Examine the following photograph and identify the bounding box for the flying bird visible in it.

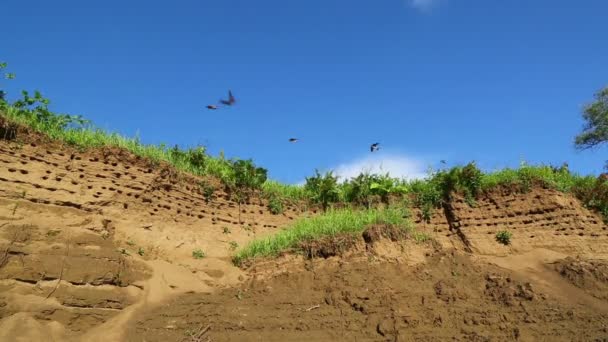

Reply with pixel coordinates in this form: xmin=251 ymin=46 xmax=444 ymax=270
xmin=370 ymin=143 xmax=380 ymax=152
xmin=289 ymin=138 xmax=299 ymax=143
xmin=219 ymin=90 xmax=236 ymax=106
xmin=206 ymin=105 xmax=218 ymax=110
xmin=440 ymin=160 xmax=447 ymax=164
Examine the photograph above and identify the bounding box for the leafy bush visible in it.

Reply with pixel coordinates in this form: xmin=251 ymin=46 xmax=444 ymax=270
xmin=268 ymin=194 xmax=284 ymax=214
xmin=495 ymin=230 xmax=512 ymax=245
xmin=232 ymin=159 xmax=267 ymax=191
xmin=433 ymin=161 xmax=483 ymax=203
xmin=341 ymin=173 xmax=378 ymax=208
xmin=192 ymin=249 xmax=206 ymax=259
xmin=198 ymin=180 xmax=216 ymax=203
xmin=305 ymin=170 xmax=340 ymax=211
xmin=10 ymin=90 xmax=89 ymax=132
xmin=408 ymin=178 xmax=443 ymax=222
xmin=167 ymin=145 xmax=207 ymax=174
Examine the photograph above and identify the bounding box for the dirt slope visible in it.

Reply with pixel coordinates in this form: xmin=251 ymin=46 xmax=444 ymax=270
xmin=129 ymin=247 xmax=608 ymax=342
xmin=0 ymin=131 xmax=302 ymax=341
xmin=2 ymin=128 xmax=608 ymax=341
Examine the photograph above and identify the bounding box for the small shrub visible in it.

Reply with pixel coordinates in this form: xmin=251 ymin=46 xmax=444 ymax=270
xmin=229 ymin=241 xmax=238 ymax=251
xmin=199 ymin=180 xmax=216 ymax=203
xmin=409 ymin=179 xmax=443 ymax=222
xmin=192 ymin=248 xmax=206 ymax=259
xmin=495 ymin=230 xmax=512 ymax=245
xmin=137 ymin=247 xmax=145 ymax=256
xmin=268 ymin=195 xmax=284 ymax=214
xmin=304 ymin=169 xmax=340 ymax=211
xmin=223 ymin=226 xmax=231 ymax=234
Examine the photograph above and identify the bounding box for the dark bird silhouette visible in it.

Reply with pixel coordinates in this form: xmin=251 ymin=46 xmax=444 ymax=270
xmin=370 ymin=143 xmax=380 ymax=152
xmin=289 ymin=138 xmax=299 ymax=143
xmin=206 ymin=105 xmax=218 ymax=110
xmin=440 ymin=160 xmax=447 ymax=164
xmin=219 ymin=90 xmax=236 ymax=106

== == ==

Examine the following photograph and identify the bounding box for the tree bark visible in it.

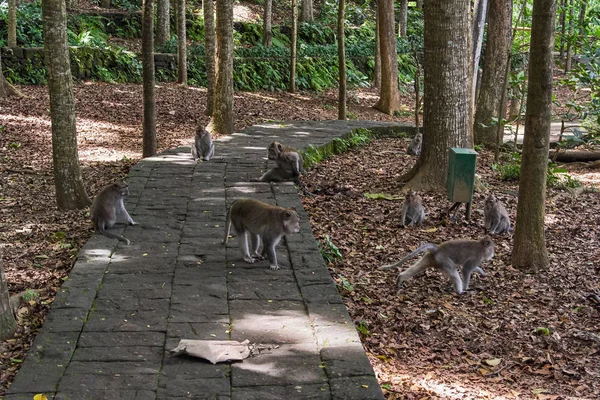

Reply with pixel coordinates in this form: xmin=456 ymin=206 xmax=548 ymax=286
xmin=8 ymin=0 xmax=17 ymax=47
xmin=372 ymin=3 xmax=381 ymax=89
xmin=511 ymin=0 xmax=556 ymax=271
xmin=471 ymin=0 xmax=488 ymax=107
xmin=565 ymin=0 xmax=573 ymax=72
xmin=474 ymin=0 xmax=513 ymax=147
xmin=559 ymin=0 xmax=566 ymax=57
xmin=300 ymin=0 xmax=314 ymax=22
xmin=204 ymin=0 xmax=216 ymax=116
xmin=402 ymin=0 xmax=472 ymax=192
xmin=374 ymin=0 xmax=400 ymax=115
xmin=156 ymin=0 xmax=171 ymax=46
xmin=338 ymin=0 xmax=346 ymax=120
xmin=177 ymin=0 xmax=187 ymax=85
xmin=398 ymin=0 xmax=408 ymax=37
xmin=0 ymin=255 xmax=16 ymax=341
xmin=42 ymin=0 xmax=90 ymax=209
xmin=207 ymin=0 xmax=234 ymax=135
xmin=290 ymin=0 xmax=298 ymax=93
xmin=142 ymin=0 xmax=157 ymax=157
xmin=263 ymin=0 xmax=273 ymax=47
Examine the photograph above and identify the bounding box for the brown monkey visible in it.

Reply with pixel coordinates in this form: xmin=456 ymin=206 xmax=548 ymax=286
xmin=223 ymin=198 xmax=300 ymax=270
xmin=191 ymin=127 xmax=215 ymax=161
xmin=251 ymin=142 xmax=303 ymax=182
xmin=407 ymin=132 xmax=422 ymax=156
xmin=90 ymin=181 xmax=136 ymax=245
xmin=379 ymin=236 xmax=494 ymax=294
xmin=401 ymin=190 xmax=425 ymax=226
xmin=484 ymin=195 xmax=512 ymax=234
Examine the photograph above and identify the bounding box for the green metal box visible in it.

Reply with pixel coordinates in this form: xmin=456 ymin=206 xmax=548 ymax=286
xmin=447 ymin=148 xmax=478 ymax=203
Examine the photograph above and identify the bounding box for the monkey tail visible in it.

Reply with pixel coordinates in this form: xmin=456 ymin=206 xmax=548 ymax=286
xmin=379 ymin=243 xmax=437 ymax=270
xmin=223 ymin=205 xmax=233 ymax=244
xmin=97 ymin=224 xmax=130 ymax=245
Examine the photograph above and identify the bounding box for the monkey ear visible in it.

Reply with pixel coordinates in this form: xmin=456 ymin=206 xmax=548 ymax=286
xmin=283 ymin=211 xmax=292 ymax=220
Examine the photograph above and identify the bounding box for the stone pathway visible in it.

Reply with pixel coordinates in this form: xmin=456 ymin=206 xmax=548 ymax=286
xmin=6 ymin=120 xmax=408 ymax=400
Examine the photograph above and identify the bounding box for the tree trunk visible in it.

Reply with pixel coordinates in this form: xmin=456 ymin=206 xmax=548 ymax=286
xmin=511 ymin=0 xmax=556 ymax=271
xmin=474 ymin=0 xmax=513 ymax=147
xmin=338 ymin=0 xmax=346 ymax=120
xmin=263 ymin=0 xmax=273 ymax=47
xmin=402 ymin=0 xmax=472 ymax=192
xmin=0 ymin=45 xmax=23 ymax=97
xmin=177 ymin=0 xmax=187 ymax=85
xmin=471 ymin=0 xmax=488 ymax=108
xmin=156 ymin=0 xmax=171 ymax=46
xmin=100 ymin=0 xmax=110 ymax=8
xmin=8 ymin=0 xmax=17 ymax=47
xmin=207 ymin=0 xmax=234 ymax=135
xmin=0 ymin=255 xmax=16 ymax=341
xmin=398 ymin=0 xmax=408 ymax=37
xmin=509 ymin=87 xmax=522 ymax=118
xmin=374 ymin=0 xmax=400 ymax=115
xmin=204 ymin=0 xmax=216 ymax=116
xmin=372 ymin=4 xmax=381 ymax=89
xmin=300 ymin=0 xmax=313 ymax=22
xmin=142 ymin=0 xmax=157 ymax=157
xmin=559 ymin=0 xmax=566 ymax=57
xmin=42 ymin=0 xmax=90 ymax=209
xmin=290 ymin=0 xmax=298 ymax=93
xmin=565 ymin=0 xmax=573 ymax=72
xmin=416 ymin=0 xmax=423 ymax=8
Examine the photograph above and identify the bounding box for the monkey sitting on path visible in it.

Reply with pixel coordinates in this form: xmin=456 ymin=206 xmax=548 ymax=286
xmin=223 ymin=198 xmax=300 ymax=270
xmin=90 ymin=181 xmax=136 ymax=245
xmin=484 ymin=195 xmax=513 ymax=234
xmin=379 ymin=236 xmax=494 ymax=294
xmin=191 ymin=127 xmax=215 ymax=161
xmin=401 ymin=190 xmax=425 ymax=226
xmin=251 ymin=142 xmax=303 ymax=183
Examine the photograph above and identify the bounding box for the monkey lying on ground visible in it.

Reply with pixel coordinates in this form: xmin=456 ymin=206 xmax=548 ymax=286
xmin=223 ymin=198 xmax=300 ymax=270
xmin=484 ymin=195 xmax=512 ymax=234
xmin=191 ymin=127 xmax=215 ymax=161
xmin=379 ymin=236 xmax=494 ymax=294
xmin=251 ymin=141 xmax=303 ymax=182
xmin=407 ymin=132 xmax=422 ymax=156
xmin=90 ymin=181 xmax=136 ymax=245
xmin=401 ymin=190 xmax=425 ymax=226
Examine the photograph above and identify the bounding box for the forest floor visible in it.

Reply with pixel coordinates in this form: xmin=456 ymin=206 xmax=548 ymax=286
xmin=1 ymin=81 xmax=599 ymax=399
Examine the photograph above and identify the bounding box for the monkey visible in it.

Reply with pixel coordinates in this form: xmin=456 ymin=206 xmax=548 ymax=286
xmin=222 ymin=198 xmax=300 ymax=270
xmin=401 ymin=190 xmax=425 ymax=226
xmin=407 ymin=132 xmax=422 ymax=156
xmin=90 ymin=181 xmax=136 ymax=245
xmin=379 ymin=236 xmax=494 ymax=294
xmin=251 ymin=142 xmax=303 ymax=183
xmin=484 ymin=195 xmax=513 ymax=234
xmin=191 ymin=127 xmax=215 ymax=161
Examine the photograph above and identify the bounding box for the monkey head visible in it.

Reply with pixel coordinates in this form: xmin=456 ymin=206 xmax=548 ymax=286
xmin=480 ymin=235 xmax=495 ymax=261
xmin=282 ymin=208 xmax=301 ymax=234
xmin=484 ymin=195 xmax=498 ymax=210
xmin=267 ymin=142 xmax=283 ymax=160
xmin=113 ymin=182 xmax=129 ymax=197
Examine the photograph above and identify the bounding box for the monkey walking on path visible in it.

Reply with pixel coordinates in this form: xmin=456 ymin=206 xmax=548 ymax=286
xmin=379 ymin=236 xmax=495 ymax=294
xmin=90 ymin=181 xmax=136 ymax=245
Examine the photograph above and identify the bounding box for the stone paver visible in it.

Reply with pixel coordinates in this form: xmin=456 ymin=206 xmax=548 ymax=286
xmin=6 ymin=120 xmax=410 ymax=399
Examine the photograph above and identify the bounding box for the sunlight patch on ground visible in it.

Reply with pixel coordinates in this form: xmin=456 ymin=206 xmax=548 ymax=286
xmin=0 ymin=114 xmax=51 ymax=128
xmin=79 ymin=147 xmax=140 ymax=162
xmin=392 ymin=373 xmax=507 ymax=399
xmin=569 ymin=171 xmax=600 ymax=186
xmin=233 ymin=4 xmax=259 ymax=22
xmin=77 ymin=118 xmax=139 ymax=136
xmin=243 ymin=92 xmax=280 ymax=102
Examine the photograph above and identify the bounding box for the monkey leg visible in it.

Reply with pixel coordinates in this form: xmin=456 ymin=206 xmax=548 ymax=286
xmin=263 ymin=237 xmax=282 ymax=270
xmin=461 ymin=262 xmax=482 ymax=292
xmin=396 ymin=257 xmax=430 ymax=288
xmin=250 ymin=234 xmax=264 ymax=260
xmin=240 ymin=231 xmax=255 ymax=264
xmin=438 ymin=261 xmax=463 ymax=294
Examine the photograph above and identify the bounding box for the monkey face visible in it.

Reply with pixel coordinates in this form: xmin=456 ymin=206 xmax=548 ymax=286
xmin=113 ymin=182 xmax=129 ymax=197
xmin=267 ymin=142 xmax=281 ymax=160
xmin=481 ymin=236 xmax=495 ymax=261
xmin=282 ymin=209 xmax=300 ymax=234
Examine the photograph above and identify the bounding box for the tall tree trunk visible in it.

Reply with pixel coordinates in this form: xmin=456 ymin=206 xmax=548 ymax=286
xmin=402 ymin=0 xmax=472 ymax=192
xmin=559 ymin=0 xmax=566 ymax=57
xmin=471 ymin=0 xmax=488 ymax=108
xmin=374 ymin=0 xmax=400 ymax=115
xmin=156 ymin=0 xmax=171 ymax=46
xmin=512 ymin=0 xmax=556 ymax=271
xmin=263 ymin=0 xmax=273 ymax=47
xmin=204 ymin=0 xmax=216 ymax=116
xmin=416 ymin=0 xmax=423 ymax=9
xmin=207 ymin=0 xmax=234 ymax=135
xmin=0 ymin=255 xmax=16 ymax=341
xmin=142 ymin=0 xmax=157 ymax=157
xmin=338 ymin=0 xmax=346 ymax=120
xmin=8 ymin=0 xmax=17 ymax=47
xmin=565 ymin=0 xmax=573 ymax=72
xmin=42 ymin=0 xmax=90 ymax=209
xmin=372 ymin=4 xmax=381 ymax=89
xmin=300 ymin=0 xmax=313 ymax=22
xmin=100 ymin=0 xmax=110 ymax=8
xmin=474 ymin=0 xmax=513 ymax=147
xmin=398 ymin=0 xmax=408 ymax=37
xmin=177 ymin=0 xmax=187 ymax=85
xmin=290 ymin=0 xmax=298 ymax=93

== == ==

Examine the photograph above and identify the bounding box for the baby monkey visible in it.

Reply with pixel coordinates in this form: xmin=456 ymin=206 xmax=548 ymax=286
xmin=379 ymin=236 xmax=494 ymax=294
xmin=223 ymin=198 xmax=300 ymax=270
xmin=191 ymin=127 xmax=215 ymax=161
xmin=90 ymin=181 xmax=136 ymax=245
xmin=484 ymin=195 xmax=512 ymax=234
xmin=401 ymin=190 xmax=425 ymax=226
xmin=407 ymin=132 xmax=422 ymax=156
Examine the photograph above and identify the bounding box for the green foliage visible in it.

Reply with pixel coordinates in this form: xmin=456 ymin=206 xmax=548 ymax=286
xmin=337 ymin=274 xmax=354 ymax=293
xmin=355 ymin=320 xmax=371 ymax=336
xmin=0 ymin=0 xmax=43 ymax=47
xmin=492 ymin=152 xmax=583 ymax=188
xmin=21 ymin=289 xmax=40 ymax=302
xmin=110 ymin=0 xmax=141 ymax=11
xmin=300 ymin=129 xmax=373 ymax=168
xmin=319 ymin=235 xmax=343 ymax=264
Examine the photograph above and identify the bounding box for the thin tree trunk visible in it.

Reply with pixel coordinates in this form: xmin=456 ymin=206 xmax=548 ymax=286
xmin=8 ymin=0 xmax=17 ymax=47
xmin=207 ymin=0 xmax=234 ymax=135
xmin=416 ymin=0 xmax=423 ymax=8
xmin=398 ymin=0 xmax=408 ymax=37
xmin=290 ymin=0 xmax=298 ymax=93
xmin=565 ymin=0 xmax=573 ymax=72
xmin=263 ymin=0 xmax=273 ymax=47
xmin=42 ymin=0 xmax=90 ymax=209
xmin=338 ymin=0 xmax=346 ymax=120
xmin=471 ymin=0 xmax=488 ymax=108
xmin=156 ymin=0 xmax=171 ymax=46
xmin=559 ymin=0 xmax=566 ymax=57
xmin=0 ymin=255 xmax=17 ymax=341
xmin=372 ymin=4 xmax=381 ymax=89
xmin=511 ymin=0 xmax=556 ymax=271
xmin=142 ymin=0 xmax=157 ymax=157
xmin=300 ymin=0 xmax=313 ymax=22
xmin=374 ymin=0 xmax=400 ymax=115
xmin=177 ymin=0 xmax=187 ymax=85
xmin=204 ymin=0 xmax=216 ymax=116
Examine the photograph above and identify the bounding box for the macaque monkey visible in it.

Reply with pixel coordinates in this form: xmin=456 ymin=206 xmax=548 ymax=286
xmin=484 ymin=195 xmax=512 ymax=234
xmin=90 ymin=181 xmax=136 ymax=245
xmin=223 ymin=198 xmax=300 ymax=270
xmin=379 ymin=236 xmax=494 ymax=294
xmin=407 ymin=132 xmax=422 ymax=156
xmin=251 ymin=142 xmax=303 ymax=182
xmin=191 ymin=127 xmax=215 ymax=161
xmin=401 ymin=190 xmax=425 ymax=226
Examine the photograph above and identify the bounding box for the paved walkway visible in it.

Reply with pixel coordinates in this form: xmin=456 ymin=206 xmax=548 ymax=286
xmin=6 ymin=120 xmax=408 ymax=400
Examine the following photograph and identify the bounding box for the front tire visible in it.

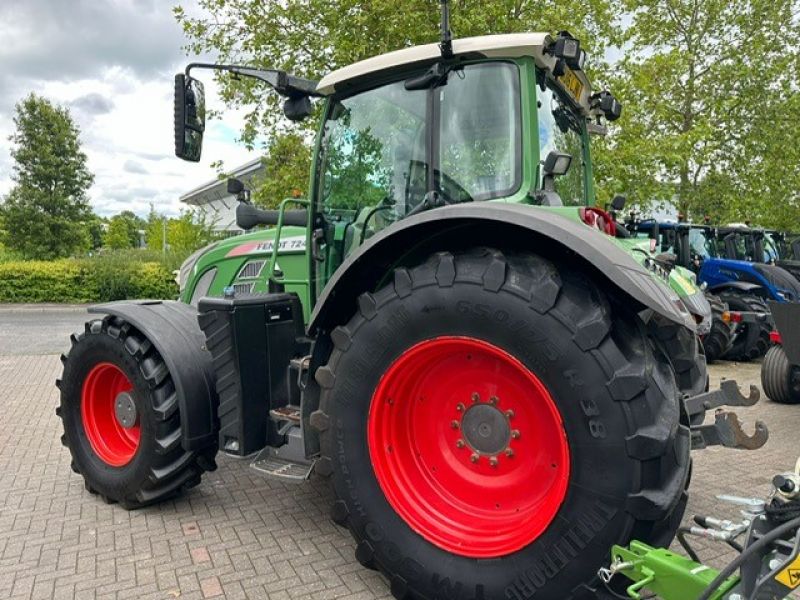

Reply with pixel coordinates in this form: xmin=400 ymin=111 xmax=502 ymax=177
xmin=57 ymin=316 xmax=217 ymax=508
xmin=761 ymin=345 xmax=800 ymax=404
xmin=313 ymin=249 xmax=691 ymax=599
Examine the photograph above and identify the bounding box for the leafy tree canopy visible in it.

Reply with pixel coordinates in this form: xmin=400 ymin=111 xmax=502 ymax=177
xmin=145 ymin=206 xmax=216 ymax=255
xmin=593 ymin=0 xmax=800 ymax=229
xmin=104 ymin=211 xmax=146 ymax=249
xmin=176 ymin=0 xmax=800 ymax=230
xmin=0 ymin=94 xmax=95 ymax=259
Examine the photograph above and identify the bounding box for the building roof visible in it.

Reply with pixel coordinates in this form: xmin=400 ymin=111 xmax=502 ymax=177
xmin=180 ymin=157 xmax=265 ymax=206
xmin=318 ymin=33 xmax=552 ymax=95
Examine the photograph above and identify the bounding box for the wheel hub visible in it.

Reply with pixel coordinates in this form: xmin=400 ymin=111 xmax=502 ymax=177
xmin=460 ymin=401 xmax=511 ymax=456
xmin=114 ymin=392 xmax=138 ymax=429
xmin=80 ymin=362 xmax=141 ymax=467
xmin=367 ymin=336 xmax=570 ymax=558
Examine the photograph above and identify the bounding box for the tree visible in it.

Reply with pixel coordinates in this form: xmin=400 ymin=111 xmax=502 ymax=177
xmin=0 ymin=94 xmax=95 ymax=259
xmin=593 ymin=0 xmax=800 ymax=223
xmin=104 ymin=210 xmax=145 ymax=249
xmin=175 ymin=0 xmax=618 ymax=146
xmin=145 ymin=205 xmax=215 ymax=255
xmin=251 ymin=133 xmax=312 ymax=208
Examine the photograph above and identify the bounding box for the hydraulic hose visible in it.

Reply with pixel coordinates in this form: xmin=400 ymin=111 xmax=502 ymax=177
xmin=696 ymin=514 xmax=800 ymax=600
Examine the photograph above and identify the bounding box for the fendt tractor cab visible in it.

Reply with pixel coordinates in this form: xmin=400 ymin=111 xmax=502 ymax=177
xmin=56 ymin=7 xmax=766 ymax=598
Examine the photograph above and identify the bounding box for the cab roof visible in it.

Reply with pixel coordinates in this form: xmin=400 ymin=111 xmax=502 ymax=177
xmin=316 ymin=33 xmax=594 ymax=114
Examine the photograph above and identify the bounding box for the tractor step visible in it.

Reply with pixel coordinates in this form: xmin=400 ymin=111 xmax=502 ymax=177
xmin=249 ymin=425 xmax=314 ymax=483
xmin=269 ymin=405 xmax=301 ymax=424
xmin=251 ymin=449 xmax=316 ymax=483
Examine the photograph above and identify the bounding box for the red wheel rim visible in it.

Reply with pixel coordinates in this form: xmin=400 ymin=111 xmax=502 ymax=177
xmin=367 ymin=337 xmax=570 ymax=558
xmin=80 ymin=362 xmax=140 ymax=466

== == ==

-- WORK REQUEST --
Using the entries above, repeat only the lines from the one containing "slope visible in it." through the one containing "shrub visible in it.", end lines included.

-- EXERCISE OUTPUT --
Examine the photograph above and identify the bounding box for the dirt slope visible in it.

Reply with pixel coordinates in this form: xmin=251 ymin=46 xmax=444 ymax=270
xmin=129 ymin=247 xmax=608 ymax=342
xmin=0 ymin=131 xmax=302 ymax=341
xmin=2 ymin=128 xmax=608 ymax=341
Examine the photograph above and identify the bounding box for the small shrub visible in it.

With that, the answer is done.